■ INSTRUCTION:
Find every line in the material below that contains the word "hand", and copy each of those lines.

■ Records of labeled points:
- - -
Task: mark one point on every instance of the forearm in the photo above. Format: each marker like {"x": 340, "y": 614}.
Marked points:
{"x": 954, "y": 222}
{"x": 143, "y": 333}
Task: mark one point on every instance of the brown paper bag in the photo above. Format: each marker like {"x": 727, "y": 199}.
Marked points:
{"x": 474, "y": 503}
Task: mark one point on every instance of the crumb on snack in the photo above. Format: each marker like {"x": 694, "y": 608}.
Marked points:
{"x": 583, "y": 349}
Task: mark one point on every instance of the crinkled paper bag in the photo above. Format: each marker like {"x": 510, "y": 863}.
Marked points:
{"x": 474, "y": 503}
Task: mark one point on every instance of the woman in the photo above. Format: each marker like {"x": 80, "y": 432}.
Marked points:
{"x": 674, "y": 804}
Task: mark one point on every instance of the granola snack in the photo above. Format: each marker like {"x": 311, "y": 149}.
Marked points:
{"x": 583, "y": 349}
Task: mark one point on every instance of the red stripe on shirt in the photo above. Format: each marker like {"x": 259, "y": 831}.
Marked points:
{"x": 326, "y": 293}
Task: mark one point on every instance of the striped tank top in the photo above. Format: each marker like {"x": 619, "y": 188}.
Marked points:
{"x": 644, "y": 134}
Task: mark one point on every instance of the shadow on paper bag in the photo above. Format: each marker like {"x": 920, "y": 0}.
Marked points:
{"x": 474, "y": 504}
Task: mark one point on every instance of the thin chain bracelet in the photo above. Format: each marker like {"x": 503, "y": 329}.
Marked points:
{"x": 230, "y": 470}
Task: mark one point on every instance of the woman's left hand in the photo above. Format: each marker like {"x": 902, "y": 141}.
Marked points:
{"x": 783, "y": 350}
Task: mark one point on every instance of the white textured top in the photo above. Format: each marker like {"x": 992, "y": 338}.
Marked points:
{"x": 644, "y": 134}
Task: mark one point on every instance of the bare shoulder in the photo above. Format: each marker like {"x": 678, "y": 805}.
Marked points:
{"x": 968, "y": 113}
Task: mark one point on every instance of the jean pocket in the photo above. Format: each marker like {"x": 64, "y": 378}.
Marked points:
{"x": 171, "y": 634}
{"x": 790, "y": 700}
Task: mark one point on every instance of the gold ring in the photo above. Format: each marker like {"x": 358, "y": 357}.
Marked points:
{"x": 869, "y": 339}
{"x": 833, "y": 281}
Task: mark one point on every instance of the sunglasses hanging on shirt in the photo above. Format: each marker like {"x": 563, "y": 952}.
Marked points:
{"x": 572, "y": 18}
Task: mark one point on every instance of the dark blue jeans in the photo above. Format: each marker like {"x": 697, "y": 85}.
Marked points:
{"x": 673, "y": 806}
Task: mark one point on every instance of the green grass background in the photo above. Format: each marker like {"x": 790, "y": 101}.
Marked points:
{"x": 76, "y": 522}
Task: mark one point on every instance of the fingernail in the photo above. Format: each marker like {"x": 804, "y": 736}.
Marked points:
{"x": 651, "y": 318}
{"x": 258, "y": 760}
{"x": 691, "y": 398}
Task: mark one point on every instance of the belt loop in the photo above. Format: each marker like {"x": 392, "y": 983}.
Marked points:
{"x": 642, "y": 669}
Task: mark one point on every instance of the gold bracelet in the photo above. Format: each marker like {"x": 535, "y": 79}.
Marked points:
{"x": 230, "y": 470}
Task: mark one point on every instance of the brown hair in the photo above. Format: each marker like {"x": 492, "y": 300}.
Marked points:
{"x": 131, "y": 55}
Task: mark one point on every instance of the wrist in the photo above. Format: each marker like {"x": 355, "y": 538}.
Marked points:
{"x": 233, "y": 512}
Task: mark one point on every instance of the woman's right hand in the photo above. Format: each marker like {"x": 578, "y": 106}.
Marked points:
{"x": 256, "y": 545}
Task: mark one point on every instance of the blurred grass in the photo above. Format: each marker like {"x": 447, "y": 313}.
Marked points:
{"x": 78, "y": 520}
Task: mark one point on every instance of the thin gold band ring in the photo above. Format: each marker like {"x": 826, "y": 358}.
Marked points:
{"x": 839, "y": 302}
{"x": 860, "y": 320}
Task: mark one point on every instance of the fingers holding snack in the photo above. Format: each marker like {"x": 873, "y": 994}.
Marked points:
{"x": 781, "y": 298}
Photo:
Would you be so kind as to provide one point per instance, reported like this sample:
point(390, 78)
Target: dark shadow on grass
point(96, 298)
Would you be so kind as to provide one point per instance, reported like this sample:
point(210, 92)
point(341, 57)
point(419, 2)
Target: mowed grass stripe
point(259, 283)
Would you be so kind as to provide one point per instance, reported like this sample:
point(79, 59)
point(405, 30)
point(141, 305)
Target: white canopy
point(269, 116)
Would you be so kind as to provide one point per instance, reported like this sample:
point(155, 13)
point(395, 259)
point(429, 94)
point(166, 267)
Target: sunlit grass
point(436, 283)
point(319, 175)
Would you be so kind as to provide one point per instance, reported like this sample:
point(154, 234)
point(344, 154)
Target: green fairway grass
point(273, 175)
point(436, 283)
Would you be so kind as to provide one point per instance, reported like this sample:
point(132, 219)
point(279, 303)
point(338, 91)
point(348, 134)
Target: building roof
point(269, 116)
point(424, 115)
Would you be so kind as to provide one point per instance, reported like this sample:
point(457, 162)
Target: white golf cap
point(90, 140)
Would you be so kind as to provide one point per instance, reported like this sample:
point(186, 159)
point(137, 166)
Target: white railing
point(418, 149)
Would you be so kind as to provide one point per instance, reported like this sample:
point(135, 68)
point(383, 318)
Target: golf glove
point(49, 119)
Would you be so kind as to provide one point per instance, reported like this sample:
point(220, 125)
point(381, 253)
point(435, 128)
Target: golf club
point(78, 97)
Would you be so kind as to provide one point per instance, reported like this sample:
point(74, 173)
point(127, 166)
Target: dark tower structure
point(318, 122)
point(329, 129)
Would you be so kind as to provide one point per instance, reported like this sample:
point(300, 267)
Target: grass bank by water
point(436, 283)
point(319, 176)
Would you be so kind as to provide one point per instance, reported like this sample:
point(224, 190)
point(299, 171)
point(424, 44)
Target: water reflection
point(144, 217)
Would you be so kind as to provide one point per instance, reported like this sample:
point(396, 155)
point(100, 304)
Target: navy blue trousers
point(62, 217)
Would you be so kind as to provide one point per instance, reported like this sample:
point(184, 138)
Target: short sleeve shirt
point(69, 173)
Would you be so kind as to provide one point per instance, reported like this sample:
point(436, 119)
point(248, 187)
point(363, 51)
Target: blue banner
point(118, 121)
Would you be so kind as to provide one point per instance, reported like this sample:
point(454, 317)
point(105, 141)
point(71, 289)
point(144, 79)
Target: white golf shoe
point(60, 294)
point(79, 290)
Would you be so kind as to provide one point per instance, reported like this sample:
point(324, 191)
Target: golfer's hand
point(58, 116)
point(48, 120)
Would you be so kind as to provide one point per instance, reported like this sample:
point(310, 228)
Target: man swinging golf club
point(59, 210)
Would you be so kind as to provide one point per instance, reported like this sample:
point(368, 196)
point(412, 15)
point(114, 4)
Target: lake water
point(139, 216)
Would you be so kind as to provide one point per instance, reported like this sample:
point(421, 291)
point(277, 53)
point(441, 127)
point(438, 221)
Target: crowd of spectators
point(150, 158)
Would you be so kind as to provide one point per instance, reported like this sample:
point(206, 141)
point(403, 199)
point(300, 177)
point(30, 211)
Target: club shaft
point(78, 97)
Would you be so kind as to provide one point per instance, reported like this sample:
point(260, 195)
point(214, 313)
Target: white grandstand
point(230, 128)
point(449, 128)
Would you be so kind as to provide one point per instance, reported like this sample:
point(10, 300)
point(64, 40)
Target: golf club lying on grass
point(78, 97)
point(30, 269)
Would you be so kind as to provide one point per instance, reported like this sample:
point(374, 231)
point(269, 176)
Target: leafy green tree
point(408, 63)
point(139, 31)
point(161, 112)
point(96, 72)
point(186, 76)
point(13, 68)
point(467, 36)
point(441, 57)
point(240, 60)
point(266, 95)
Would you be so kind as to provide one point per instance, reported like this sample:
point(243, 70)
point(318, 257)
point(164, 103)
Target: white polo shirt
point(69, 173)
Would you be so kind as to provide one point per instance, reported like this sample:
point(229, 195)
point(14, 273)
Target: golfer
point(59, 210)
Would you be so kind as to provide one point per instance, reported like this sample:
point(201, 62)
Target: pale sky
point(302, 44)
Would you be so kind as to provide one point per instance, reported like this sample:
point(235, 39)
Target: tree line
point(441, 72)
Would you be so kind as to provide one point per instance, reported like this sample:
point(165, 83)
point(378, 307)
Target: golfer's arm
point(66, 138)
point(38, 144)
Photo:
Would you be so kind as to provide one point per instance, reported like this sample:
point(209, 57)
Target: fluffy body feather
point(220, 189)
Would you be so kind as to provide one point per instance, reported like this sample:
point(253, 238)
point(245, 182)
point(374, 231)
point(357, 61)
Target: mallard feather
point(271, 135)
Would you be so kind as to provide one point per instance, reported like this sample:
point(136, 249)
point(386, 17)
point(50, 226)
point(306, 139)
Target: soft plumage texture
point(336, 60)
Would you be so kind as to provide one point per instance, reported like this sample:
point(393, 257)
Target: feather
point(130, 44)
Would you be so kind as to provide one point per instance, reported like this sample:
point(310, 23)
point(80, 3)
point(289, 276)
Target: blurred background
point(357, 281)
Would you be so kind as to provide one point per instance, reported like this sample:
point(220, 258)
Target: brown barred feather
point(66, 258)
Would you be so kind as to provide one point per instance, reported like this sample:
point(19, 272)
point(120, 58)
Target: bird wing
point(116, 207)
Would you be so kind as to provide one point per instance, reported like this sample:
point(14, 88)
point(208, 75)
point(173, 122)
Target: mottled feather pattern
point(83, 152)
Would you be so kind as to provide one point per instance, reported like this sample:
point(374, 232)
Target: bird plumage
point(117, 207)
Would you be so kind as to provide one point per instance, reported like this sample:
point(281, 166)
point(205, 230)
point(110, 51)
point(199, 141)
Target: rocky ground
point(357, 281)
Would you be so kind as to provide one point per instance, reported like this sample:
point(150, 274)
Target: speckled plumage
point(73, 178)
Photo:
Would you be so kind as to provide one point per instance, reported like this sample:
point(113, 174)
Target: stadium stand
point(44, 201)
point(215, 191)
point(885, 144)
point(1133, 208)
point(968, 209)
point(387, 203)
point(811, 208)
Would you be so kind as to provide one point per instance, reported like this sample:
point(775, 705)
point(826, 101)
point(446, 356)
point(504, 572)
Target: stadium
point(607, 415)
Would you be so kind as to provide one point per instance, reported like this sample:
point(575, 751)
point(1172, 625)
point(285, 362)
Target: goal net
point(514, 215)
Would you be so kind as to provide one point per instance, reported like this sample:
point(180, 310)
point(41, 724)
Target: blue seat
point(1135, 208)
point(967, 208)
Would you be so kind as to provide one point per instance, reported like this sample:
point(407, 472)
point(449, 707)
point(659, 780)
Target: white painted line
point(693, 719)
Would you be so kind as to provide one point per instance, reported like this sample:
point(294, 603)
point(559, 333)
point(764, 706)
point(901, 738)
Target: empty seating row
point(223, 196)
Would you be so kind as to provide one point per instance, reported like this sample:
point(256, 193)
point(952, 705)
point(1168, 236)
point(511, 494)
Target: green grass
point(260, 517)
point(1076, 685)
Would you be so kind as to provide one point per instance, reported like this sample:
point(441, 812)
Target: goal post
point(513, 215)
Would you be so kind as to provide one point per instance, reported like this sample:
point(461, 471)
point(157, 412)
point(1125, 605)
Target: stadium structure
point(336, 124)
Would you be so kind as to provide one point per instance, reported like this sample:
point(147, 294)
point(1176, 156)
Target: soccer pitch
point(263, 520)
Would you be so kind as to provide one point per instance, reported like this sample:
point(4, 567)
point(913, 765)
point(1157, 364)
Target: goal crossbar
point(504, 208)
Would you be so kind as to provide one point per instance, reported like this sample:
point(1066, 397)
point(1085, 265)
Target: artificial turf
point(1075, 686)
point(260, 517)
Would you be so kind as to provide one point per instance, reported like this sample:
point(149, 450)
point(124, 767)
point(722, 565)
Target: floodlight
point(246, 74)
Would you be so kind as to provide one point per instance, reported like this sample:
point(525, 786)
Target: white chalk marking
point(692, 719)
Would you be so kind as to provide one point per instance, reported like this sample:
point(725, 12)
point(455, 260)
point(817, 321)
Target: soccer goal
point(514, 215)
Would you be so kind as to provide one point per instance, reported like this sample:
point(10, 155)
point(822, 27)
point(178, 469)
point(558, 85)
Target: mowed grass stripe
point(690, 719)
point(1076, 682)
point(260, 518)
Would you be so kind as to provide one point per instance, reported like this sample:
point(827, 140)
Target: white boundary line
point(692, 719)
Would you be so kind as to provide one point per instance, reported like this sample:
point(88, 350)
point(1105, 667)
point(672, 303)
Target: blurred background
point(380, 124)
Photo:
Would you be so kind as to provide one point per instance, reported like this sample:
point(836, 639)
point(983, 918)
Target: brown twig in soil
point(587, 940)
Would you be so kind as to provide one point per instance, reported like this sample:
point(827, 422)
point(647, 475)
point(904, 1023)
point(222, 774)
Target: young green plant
- - -
■ RESPONSE TO THE TASK:
Task: mark one point on every instance of the woman's left hand in the photo above. Format: each marker like {"x": 902, "y": 141}.
Task: mark one point on every instance of the woman's right hand in the photo above. Format: each marker like {"x": 578, "y": 106}.
Target: golfer's hand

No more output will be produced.